** START OF Material provided **
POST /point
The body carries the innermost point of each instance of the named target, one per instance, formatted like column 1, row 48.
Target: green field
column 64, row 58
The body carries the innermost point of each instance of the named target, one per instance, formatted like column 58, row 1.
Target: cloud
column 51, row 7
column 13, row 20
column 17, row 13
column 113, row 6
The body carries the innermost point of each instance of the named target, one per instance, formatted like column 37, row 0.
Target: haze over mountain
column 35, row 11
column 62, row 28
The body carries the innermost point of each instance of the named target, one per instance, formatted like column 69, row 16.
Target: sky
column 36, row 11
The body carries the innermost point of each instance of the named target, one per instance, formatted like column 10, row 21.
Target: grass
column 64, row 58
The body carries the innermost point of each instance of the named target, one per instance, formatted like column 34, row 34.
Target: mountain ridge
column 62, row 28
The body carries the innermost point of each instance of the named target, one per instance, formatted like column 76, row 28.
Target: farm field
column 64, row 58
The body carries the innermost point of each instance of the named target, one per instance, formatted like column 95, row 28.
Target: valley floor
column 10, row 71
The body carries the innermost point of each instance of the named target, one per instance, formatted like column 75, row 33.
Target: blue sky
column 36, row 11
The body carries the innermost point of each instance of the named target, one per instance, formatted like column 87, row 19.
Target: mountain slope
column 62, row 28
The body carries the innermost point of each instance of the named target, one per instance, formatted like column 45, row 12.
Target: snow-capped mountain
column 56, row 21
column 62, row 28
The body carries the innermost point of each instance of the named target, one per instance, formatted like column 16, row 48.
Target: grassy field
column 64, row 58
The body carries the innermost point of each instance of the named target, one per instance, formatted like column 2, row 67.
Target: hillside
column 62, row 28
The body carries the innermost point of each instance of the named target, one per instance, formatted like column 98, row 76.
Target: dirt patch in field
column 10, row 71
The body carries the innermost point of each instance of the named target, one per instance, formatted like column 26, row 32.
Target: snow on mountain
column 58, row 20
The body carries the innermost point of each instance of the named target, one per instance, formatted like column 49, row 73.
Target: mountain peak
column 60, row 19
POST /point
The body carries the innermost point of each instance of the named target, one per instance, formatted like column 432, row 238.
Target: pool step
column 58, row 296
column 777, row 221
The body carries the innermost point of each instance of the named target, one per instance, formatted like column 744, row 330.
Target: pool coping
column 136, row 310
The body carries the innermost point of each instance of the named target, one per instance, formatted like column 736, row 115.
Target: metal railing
** END OF Material provided **
**Task to carry out:**
Return every line from the one holding "75, row 33." through the end of the data, exactly as it appears, with both ends kept and nothing else.

**Solved problem:**
The body carries the innermost point of each instance of the named target, one per instance, formatted like column 75, row 33.
Target: blue sky
column 36, row 11
The body carries the innermost point of each instance of the named target, one per instance, formatted like column 87, row 19.
Target: mountain slope
column 62, row 28
The body carries the innermost point of each instance of the named target, one per instance, formatted like column 45, row 12.
Target: snow-capped mountain
column 56, row 21
column 62, row 28
The body carries the innermost point of each instance of the named target, one per instance, formatted like column 16, row 48.
Target: grassy field
column 64, row 58
The body carries the innermost point of each instance of the named target, one per instance, formatted like column 2, row 67.
Target: hillside
column 62, row 28
The body carries the innermost point of each instance of the named target, one per instance, formatted like column 98, row 76.
Target: dirt patch in field
column 10, row 71
The body carries the innermost point of each instance of the named target, one per instance, formatted like column 26, row 32.
Target: snow on mountain
column 58, row 20
The body carries the innermost point of each instance of the named target, one per instance, formatted like column 49, row 73.
Target: mountain peak
column 60, row 19
POST /point
The body carries the innermost point of each instance of the named target, one per instance, formatted like column 432, row 238.
Target: pool step
column 58, row 296
column 777, row 221
The body carries the innermost point of each instance of the named target, one per instance, formatted like column 744, row 330.
Target: pool coping
column 136, row 310
The body carries the innermost point of each instance of the named target, one per instance, formatted like column 736, row 115.
Target: metal railing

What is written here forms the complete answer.